TEXT PROVIDED:
..............................

Quoting the Bible, Jackson added, “Whoever gets to be the greatest among you, let them be a servant…. My father was touched by the mighty Lord.”

Congressman Jonathan Jackson2

As he stood looking down at his father’s casket, Jackson said, “These are not the bones of some raging narcissist who only cares about himself, nor are these the arresting hands of a man who uses cruelty to make a name for himself.

“These are not the quiet remains of someone who took more out of life than what he gave back, nor will it ever be his lasting legacy,” he told a cheering crowd.

“My father tried to help somebody…love somebody. My father tried to let every child know that he is somebody. My father wanted to make sure that the world he was born into would be better than the world he was leaving. He tried to make the crooked ways straight.”

“I want the world to know that my father believed in love,” said Jackson. “He believed in the dignity of all human beings. He believed that just because you were born in the slums, the slums were not born in you.

“For the children on the reservations, in the barrios, in the ghettos, he was speaking to you. My father believed in America more than America believed in itself.”

“My father honored the words of the Declaration of Independence more than the men who signed it.”

He said his father honored the ideals of the Constitution of the United States more than many of those who signed it, noting that some were slaveholders.

“My father was attacked for talking about diversity. He was vilified for his stand on equality, and if half the people who wanted to kill him had their way, we would have never seen a Rainbow Coalition believing in multiracial harmony. He understood that we all have a constitutional right to be included.”

Reflecting on his childhood, Rep. Jackson said none of his peers had fathers who demonstrated and participated in peace activities every weekend. Jackson said it embarrassed him as a child.

“We were hauled upon this stage marching every weekend, boycotting corporations, demonstrating, seeking peaceful solutions,” recalled Jackson.

“I didn’t care for the protest movements much myself,” Jackson said, and he did not understand his father’s fight against economic exclusion and the fight for economic inclusion.

..............................

WORK INSTRUCTION 1: According to the funeral speech report, why did Jackson say his father honored the ideals of the Constitution more than many of the men who signed it? Answer in one to three sentences.
WORK INSTRUCTION 2: In the funeral speech report, switch "peers" to "classmates" in everything from "Reflecting on his" down to "for economic inclusion.".
The dataset entries have no role in this exercise.

(Dataset entries)
..............................

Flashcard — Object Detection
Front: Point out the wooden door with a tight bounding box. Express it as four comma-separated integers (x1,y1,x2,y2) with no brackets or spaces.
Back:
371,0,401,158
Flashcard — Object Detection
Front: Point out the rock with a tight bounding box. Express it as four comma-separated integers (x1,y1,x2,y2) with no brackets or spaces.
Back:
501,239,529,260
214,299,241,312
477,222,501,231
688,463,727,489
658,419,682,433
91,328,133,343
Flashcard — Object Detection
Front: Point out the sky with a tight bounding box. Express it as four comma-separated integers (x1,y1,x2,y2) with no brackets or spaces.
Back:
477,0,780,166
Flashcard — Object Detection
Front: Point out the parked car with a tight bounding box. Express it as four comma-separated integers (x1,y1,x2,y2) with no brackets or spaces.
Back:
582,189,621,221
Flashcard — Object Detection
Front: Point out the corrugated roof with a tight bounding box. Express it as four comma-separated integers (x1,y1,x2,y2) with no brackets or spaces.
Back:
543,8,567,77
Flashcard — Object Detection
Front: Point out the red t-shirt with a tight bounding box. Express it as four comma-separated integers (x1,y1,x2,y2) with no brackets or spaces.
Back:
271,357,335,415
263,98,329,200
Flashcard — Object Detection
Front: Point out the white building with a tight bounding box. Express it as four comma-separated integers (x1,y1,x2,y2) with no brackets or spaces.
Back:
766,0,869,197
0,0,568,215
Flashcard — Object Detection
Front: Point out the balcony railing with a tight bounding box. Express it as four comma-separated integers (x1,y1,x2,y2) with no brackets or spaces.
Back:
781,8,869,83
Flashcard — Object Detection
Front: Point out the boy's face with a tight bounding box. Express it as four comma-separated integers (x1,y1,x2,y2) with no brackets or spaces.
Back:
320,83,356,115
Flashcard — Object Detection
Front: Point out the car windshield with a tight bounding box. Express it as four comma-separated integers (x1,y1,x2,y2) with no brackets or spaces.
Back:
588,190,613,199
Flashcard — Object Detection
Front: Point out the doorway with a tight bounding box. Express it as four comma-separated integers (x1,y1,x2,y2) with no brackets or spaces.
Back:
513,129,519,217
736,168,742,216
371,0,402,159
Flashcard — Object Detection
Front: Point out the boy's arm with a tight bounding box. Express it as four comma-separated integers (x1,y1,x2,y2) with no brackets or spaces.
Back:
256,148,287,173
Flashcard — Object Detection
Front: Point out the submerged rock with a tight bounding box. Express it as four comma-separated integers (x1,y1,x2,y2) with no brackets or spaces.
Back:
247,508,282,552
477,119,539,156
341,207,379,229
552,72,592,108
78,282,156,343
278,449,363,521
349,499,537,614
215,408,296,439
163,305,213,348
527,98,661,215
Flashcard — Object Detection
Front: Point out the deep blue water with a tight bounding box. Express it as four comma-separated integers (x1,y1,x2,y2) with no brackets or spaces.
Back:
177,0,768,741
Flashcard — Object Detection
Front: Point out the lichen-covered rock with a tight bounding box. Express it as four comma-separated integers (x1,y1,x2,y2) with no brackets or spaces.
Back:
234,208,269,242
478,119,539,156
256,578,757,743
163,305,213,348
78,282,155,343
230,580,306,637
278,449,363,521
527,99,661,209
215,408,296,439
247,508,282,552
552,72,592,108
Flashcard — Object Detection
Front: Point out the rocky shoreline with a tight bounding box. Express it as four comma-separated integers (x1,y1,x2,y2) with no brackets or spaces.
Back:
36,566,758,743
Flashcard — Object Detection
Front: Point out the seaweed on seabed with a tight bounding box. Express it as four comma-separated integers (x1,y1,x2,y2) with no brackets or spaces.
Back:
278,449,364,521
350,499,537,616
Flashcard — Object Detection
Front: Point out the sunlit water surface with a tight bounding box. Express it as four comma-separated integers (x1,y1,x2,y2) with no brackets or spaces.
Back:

..............................

RESPONSE 1: Jackson made this claim because some of the men who signed the Constitution were slaveholders.

RESPONSE 2:
Reflecting on his childhood, Rep. Jackson said none of his classmates had fathers who demonstrated and participated in peace activities every weekend. Jackson said it embarrassed him as a child.

“We were hauled upon this stage marching every weekend, boycotting corporations, demonstrating, seeking peaceful solutions,” recalled Jackson.

“I didn’t care for the protest movements much myself,” Jackson said, and he did not understand his father’s fight against economic exclusion and the fight for economic inclusion.